About this task:
Below are the records. Restate word for word every line from the one that contains "Phrase: bus windshield wiper" through the final line, both included.

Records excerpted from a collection
BEGIN

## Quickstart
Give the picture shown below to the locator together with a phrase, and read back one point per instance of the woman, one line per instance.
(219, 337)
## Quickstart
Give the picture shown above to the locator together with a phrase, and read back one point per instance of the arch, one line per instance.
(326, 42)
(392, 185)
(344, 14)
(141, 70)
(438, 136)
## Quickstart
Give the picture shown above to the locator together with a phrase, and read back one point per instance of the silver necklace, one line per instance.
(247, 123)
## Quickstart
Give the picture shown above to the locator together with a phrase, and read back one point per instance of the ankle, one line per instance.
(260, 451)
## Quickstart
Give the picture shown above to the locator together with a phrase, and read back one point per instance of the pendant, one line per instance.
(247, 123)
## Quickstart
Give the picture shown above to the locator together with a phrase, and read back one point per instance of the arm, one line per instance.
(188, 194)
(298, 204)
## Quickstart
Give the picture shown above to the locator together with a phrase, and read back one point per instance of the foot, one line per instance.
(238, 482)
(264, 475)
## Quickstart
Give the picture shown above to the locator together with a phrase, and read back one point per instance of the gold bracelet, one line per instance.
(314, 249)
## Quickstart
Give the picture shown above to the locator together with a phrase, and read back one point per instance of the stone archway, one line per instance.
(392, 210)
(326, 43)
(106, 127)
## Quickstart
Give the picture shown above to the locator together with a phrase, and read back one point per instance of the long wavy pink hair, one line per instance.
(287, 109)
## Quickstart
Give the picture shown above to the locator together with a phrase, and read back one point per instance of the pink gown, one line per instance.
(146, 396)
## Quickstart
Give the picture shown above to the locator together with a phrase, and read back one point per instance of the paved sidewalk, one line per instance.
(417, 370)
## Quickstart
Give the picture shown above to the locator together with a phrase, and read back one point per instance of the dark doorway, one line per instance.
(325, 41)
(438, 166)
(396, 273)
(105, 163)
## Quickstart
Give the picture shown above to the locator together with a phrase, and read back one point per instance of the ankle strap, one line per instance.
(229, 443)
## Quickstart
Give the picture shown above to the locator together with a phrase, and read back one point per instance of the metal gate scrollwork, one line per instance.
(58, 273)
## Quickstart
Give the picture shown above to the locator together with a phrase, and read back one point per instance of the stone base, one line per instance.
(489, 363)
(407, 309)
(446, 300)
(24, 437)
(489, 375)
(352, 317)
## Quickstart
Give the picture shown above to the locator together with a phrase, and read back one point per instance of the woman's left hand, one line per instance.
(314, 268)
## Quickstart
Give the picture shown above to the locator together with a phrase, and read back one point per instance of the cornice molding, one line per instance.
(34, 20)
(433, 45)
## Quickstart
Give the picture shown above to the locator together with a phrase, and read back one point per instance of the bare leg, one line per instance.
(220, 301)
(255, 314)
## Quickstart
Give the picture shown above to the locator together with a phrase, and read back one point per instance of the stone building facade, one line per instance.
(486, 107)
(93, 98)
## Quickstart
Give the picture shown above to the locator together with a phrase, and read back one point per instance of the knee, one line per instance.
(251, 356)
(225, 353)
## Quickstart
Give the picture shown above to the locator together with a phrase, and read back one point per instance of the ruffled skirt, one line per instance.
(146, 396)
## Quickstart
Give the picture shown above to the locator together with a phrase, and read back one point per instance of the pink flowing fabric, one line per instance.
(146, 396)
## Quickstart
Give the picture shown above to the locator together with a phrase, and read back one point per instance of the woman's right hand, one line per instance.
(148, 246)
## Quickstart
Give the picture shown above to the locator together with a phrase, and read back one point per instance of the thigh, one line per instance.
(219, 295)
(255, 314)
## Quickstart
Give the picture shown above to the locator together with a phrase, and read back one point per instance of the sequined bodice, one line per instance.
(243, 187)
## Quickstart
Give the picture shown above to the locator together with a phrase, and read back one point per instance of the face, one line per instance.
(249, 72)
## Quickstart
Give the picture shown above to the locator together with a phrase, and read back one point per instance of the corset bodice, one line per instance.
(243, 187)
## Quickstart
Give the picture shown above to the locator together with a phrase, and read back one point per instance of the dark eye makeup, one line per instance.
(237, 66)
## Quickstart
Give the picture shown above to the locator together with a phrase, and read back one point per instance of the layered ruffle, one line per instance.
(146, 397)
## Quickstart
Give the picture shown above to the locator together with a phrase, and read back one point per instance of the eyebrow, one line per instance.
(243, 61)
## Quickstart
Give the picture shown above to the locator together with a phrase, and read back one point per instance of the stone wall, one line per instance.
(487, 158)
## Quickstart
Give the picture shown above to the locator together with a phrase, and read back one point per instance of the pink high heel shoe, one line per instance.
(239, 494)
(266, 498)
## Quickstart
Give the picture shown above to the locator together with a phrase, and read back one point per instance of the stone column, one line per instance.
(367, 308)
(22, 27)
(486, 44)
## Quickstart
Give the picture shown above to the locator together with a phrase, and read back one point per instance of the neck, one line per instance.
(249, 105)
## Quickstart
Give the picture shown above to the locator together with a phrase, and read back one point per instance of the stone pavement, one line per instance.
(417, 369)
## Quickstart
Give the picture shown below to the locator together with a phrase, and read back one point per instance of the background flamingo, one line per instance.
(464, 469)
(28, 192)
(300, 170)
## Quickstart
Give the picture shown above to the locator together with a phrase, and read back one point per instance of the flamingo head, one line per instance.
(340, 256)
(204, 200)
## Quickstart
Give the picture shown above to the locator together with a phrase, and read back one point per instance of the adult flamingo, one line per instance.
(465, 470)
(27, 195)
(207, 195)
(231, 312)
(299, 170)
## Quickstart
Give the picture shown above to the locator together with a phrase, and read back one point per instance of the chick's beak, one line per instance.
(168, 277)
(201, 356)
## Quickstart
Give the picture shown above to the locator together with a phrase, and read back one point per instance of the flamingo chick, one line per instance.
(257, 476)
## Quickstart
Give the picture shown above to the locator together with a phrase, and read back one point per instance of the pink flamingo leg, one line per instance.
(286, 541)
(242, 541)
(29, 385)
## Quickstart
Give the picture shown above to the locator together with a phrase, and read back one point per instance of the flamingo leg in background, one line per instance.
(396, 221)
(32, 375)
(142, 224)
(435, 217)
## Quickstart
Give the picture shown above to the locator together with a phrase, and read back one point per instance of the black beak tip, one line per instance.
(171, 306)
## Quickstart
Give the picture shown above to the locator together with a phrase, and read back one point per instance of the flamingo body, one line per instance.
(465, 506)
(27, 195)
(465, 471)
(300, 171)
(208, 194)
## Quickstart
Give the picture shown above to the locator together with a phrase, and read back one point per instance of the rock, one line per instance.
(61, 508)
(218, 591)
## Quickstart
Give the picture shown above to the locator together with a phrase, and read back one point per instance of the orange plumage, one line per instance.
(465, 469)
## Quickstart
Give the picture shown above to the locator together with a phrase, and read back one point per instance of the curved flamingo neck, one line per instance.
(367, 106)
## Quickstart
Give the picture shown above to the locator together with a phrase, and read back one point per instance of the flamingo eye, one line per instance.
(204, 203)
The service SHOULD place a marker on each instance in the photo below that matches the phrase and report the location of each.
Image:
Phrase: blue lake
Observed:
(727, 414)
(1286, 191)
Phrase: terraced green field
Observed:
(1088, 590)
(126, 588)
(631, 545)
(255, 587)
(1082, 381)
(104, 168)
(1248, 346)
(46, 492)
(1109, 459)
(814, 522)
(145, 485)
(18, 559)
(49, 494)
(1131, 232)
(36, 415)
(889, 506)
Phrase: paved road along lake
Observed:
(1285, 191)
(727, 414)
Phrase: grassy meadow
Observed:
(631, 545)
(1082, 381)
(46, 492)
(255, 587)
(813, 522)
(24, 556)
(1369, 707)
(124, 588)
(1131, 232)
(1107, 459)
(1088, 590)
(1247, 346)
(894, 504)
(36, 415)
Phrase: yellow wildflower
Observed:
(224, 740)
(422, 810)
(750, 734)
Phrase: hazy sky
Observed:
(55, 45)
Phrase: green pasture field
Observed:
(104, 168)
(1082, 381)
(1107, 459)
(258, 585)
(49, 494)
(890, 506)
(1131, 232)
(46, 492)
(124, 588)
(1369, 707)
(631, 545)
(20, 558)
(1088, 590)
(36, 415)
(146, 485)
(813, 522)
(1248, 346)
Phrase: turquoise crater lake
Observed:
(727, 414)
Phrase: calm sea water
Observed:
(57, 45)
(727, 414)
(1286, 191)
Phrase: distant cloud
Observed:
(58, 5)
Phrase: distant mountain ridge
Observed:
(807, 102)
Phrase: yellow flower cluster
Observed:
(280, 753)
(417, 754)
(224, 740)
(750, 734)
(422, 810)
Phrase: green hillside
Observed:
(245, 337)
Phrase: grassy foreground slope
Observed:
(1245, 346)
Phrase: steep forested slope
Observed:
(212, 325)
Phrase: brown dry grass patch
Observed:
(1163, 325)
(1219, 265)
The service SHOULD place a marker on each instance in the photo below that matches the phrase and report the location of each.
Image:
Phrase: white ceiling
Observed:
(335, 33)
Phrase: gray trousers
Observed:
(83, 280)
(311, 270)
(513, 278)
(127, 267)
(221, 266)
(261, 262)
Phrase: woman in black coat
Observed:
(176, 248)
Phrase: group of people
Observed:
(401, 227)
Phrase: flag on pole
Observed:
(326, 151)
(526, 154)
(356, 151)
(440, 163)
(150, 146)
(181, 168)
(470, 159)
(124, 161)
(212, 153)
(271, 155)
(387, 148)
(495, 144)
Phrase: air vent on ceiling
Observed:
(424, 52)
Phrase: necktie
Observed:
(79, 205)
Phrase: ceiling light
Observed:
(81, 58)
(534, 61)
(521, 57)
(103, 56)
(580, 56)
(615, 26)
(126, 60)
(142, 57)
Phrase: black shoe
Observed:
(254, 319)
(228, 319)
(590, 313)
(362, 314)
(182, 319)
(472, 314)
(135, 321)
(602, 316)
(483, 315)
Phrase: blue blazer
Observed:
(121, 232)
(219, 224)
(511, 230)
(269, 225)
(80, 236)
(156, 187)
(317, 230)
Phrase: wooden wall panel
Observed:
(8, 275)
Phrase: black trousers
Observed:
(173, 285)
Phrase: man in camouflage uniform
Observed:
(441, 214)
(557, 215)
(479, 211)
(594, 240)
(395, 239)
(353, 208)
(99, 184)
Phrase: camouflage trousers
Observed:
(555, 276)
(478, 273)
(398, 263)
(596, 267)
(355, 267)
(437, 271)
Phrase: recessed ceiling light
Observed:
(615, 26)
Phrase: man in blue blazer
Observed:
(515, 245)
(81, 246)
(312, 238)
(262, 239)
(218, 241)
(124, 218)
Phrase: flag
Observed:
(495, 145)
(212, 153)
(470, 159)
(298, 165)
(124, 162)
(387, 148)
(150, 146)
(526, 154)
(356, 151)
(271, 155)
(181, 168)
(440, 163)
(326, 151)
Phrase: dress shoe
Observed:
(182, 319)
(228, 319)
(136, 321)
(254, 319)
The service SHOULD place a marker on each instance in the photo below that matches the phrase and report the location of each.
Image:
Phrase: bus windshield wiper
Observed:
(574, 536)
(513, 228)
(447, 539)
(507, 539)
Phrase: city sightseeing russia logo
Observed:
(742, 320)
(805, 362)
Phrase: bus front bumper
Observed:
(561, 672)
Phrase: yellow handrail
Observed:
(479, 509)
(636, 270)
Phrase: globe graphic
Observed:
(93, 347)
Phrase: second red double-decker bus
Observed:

END

Reply:
Phrase: bus windshield wiper
Observed:
(574, 536)
(513, 228)
(447, 539)
(507, 539)
Phrase: city sightseeing russia logo
Observed:
(742, 320)
(805, 362)
Phrase: bus front bumper
Observed:
(561, 672)
Phrase: yellow handrail
Observed:
(479, 509)
(636, 270)
Phrase: globe graphic
Observed:
(93, 347)
Phrase: second red double-decker bus
Observed:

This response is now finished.